### WHAT YOU HAVE TO DO:
Please format the rows from the line with "out the arm" to the line with "(1101, 595)", both lines included, as a JSON list of strings with one string per line and blank lines left out. Convert only those lines.

### INFORMATION SUPPLIED:
******************************

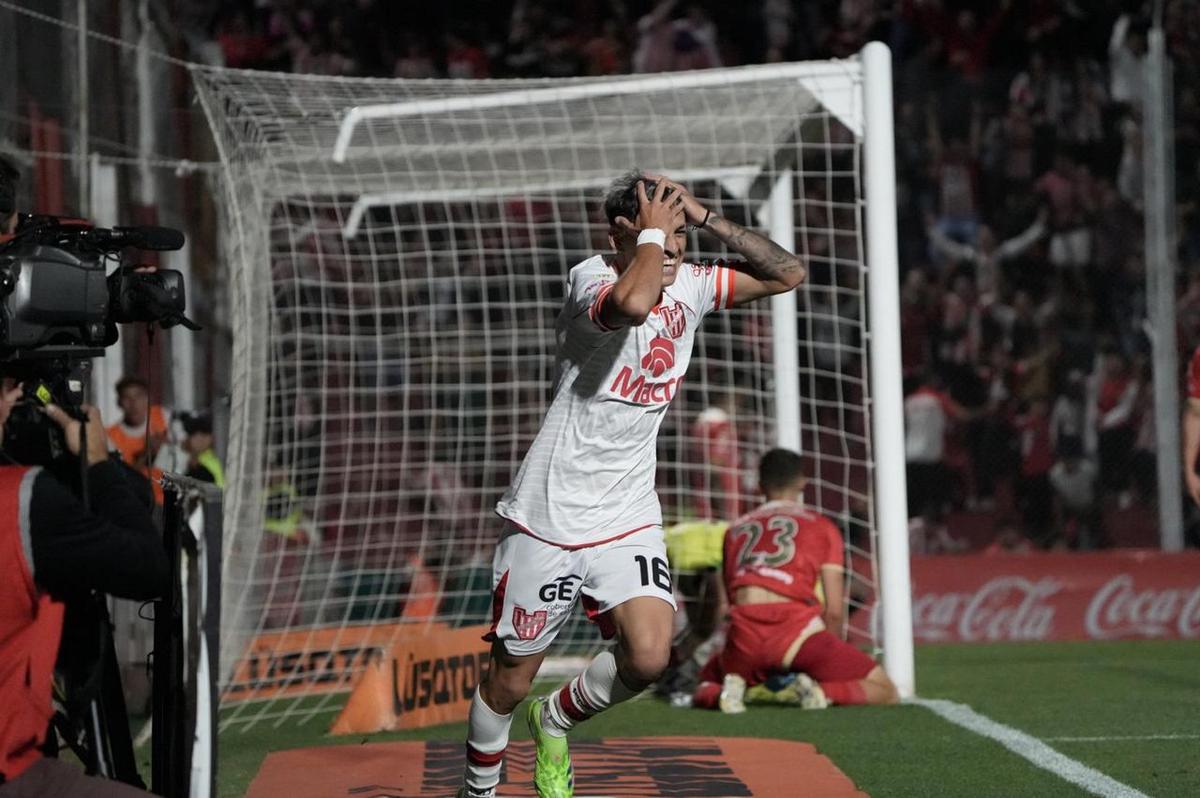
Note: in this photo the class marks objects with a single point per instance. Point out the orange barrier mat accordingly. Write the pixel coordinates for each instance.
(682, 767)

******************************

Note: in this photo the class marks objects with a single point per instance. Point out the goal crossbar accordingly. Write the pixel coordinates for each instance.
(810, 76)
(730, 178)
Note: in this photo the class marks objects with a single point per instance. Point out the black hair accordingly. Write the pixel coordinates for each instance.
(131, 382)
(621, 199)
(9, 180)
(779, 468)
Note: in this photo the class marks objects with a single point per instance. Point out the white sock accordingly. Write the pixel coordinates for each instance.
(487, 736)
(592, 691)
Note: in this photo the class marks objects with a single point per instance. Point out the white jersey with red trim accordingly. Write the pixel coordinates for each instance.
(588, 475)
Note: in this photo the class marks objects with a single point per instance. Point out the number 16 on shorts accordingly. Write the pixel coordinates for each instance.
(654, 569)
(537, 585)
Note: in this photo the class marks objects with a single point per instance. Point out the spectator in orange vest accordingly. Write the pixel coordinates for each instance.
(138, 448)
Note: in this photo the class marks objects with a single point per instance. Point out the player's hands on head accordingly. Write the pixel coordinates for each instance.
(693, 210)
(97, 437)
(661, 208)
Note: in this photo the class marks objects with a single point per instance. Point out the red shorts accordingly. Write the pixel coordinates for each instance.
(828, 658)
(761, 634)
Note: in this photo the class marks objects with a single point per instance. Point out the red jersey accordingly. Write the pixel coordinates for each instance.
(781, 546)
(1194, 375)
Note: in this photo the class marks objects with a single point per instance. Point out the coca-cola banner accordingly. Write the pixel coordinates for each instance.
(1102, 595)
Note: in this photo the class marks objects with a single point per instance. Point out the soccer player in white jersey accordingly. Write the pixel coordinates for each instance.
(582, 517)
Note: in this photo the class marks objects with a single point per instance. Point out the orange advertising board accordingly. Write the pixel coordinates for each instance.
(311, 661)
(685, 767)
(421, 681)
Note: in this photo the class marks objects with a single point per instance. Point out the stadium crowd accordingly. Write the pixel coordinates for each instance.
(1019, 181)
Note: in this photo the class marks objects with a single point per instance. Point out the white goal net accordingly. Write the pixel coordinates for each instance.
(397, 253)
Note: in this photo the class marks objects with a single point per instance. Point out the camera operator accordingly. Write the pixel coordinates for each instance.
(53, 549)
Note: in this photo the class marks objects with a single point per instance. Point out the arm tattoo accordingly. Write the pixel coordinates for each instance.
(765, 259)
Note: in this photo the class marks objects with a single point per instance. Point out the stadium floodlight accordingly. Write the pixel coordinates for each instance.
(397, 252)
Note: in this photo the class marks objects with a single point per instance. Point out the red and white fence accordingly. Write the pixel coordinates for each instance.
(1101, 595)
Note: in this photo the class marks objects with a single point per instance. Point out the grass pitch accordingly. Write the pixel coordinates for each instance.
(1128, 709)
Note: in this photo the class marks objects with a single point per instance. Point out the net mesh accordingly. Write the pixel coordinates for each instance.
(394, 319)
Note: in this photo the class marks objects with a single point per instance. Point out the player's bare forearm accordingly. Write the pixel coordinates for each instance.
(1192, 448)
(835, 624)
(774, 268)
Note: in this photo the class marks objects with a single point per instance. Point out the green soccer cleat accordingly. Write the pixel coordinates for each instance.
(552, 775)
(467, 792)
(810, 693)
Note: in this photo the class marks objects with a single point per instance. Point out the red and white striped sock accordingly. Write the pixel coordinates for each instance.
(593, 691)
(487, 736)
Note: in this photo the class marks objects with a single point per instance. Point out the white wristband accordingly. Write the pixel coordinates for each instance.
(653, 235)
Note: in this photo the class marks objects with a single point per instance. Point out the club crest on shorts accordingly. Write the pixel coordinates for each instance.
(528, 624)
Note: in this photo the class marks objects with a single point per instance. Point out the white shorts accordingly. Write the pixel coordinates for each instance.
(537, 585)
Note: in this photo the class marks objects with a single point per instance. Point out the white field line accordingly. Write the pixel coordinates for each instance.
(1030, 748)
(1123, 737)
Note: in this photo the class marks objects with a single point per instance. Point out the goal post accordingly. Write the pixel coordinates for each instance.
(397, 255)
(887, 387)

******************************

### WRITTEN RESPONSE:
[
  "Note: in this photo the class marks objects with a single point per instance. Point out the arm tattoo accordingly. Write the pixel coordinates for each instance.",
  "(765, 259)",
  "Note: in this photo the class marks objects with a single point per instance. Point out the stadium floodlight accordingly. Write the pixel coordinates for each instance.",
  "(397, 252)",
  "Note: in this photo the class marks objects with a single point per instance. Point out the red and white fence accordingly. Write the pixel coordinates for each instance.",
  "(1101, 595)"
]